**Consigne**
Extrayez des données ci-dessous chaque ligne contenant le mot "algae", en la recopiant telle quelle.

[Lignes d'un jeu de données]
========================

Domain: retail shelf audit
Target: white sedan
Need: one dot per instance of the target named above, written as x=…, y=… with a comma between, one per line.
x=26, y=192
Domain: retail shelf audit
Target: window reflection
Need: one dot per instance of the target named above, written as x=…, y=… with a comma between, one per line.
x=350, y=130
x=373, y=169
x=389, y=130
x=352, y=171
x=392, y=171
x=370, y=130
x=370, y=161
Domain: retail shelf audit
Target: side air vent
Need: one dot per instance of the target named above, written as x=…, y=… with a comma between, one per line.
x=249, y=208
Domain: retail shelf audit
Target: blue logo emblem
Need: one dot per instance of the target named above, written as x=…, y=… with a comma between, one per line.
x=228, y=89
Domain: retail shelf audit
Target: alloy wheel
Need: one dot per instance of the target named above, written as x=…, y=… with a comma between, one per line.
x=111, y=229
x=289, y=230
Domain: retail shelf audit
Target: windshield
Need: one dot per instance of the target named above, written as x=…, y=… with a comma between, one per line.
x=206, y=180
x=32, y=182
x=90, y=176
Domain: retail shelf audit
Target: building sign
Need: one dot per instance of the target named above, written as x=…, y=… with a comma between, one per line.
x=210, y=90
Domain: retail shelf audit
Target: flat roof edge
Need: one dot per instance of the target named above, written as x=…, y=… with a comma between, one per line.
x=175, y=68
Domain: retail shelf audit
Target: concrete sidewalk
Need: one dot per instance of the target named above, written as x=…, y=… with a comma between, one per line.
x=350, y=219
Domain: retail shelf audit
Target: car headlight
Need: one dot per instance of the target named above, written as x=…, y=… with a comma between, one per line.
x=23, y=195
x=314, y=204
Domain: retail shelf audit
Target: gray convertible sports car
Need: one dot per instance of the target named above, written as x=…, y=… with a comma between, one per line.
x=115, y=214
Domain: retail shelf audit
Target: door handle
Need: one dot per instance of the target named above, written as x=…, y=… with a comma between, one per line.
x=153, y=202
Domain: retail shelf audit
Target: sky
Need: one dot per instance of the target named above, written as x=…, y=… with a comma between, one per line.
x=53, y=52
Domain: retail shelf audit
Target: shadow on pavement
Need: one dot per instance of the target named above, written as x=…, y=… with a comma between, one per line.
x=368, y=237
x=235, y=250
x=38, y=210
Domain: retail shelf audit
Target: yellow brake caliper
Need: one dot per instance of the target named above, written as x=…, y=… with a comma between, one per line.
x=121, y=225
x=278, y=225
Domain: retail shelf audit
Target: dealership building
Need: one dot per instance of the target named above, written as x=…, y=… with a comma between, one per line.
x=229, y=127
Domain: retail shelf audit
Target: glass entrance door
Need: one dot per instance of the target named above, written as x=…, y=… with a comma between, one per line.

========================

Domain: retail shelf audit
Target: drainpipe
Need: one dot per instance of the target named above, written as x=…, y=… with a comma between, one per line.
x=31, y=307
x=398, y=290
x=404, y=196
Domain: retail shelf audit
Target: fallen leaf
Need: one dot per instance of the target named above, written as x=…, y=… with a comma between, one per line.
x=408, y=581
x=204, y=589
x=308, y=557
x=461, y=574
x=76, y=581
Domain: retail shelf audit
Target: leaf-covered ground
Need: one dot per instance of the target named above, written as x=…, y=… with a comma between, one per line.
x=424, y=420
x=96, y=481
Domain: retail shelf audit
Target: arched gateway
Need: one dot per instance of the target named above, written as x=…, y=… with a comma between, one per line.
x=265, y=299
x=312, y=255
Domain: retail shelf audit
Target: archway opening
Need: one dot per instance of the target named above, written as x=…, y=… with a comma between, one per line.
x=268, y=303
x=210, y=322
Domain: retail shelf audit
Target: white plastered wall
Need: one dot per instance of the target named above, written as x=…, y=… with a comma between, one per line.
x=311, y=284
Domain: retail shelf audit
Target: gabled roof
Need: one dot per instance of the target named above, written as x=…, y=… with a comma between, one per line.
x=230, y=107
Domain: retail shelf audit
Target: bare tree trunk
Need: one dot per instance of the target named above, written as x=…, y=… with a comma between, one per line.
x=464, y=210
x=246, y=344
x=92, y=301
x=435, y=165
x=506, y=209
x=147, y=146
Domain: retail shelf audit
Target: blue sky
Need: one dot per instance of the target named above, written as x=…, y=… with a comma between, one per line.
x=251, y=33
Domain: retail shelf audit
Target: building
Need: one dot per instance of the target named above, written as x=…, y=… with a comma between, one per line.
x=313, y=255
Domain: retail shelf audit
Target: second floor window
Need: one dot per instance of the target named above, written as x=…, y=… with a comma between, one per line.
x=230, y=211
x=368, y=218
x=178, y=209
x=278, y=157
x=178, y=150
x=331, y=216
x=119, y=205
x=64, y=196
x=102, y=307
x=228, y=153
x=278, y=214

========================

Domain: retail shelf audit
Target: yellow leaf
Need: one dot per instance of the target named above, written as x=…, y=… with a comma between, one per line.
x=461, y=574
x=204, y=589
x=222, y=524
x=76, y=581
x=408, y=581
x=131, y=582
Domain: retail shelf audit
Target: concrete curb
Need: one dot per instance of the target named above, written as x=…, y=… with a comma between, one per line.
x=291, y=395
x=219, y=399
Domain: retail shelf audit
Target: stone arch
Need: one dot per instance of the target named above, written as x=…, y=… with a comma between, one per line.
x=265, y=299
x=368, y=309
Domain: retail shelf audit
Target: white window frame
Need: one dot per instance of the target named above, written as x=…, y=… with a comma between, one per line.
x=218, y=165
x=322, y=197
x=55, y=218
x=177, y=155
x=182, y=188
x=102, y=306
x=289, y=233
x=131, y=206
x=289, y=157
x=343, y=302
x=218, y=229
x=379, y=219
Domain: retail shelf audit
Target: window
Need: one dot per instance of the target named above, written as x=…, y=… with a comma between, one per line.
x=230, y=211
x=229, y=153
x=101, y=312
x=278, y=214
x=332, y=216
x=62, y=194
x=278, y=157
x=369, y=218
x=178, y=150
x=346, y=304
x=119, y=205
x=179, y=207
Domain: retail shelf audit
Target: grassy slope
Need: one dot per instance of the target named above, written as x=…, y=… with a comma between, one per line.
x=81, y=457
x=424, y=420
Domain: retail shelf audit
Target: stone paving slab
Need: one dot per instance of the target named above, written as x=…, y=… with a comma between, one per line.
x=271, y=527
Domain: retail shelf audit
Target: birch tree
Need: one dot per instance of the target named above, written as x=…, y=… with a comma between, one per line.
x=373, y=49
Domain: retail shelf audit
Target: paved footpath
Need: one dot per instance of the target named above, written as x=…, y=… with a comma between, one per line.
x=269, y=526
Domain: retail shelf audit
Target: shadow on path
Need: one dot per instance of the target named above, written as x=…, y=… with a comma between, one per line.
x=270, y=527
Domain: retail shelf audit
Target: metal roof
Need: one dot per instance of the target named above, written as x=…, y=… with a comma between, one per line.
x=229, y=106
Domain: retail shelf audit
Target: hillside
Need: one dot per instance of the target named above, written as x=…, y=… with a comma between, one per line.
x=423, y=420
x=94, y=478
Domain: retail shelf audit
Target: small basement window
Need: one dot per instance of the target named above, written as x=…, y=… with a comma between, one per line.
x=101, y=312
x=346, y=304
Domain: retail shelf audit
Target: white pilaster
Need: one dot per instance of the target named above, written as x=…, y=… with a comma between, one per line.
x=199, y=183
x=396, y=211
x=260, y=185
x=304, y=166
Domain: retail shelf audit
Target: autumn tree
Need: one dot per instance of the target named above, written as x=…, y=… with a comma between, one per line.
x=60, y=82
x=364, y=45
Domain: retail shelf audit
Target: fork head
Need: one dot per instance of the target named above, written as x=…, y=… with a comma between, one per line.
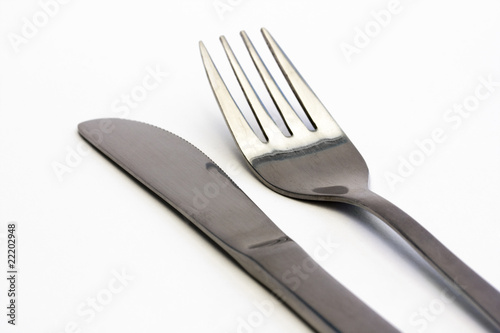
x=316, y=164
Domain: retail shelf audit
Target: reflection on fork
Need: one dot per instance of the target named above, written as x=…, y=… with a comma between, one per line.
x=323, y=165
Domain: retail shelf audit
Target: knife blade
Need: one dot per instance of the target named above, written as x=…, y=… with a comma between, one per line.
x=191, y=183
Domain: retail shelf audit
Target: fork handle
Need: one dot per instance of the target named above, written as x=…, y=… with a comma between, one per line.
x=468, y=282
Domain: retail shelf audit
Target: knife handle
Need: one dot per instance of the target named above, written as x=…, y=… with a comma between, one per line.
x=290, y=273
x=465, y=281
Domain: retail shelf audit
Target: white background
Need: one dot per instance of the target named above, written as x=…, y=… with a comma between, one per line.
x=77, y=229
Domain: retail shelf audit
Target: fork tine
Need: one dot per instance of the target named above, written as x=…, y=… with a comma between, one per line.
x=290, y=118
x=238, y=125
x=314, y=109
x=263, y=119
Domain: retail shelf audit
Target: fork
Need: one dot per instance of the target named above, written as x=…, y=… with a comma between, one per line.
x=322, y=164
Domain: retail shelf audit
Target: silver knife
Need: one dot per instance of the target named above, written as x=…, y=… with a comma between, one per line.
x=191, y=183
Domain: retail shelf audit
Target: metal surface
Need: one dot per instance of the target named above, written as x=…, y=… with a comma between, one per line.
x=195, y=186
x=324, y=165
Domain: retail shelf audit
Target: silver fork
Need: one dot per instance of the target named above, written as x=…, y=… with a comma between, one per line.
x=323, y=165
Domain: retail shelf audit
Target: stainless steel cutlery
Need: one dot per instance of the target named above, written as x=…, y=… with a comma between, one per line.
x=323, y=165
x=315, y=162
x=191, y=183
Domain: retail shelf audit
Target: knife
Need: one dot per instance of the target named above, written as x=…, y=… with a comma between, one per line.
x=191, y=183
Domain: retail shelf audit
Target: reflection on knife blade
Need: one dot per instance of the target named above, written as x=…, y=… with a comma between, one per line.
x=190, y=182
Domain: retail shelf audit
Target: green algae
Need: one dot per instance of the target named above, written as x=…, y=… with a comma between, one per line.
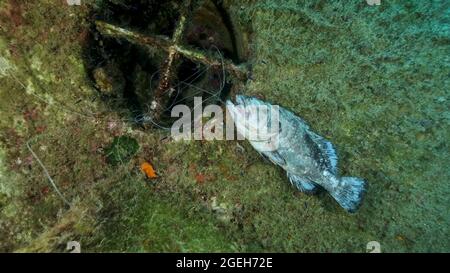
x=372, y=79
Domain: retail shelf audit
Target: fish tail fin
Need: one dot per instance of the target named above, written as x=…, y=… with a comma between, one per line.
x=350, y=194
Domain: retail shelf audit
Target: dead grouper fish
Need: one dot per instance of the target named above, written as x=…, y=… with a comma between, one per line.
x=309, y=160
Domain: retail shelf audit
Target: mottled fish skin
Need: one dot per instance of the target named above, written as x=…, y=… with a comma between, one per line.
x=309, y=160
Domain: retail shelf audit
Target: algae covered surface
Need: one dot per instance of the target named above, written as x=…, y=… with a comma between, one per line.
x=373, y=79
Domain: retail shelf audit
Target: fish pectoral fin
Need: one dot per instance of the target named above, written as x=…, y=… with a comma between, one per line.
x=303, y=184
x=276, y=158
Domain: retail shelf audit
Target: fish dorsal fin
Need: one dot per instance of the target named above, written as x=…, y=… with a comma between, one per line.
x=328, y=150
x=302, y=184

========================

**Solution**
Target: green algae
Target: algae covered surface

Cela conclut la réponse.